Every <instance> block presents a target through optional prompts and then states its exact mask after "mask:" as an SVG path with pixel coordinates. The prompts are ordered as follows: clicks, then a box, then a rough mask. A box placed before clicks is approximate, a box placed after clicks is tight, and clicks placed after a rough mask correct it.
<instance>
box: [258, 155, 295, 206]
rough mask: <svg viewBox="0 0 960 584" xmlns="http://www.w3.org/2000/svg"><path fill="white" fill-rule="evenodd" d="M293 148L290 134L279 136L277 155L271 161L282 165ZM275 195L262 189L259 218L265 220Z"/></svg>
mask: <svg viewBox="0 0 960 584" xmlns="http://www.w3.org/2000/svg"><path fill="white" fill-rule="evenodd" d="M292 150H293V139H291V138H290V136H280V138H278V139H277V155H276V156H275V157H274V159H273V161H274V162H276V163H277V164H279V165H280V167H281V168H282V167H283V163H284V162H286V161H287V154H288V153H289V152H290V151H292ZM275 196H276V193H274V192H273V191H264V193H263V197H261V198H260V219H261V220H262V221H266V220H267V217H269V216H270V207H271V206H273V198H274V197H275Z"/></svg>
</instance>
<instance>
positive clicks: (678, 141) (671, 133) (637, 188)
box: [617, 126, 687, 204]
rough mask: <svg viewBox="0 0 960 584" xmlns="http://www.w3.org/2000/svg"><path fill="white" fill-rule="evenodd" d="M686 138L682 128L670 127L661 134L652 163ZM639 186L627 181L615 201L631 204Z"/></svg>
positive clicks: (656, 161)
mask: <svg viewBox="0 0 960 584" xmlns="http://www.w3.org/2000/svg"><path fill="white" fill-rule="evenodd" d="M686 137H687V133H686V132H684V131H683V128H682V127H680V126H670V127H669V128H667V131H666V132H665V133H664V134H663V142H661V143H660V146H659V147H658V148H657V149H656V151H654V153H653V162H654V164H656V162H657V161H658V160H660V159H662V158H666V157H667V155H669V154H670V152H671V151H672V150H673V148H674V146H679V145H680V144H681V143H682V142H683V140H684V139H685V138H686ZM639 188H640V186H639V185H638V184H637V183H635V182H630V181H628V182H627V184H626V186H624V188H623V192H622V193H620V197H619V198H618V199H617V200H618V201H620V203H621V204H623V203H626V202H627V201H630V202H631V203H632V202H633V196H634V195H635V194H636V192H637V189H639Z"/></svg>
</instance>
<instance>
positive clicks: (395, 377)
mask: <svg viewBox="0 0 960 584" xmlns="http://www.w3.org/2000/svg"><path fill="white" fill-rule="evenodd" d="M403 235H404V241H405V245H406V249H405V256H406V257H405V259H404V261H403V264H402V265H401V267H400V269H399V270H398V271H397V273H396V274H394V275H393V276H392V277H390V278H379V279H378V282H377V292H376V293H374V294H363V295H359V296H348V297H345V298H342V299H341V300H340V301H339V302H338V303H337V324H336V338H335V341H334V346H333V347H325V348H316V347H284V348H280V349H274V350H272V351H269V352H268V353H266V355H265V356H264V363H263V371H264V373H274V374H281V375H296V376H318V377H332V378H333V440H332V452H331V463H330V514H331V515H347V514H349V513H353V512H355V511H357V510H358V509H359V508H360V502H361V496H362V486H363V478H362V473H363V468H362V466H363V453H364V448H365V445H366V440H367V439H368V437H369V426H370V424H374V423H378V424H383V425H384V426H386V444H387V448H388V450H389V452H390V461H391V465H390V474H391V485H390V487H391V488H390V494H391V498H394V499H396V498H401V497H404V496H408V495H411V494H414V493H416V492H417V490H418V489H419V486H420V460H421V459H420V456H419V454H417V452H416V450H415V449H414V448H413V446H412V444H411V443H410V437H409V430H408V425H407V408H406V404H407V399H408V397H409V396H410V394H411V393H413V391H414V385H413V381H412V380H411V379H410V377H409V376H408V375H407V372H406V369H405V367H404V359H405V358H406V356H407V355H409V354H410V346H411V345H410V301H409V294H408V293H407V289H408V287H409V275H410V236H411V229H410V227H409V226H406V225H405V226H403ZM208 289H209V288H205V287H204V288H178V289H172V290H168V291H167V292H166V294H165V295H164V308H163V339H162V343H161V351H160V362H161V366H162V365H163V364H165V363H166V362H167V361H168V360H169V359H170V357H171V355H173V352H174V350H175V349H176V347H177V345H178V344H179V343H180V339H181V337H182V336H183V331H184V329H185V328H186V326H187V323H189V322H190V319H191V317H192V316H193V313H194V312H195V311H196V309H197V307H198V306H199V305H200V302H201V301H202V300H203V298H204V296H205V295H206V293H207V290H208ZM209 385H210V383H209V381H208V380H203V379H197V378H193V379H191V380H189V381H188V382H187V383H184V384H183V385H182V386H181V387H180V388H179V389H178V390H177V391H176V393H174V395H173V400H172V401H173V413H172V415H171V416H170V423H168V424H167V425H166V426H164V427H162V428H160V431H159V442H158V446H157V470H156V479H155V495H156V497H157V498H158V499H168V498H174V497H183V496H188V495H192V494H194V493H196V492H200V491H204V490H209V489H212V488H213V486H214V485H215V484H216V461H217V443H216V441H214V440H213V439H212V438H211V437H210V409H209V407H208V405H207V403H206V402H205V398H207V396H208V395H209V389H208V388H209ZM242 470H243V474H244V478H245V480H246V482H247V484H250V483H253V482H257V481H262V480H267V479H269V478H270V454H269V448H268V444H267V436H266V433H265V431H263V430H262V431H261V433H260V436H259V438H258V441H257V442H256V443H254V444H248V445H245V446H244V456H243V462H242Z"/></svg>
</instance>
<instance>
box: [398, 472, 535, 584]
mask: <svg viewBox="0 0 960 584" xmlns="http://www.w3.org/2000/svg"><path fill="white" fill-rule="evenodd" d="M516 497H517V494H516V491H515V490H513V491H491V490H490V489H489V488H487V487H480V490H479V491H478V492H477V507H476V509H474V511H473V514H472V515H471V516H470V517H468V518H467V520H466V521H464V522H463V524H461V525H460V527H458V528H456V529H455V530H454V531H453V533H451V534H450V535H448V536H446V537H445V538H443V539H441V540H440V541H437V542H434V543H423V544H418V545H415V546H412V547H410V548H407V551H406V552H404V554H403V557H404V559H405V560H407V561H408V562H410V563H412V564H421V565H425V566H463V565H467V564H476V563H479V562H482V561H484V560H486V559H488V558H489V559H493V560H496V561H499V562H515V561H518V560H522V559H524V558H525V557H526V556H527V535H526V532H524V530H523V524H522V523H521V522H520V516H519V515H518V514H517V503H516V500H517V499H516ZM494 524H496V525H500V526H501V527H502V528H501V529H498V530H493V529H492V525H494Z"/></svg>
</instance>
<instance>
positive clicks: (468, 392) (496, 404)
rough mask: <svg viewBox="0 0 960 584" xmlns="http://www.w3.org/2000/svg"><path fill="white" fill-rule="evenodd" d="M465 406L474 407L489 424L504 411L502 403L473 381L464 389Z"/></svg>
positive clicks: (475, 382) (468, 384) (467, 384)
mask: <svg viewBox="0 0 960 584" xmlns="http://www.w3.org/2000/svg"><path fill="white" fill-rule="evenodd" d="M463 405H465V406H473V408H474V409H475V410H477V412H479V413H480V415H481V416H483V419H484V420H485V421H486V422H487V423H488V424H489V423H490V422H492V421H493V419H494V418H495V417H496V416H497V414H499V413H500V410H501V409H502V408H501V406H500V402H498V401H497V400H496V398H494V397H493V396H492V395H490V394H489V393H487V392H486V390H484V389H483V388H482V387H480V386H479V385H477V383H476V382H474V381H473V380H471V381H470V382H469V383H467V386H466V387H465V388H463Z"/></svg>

TASK BRIEF:
Format the listing as a numbered list, from its first line through the line containing "box: [617, 126, 687, 204]", leaving out any blank lines.

EXERCISE OUTPUT:
1. Every <instance> block presents a target through optional prompts and then states its exact mask after "mask:" as an SVG path with pixel coordinates. The prompts are ordered as follows: clicks, then a box, then a rough mask. A box placed before clicks is approximate, a box placed after clicks is tight, and clicks placed after a rough mask correct it.
2. <instance>
3. box: [258, 155, 295, 206]
4. rough mask: <svg viewBox="0 0 960 584" xmlns="http://www.w3.org/2000/svg"><path fill="white" fill-rule="evenodd" d="M293 148L290 134L279 136L277 155L271 161L282 165ZM275 195L262 189L259 218L265 220Z"/></svg>
5. mask: <svg viewBox="0 0 960 584" xmlns="http://www.w3.org/2000/svg"><path fill="white" fill-rule="evenodd" d="M292 150H293V139H291V138H290V136H280V138H278V139H277V155H276V156H275V157H274V159H273V161H274V162H276V163H277V164H279V165H280V167H281V168H282V167H283V163H284V162H286V161H287V154H288V153H289V152H290V151H292ZM275 196H276V193H274V192H273V191H264V193H263V197H261V198H260V219H261V220H262V221H266V220H267V217H269V216H270V207H271V206H273V198H274V197H275Z"/></svg>
6. </instance>
7. <instance>
8. positive clicks: (678, 141) (671, 133) (637, 188)
9. box: [617, 126, 687, 204]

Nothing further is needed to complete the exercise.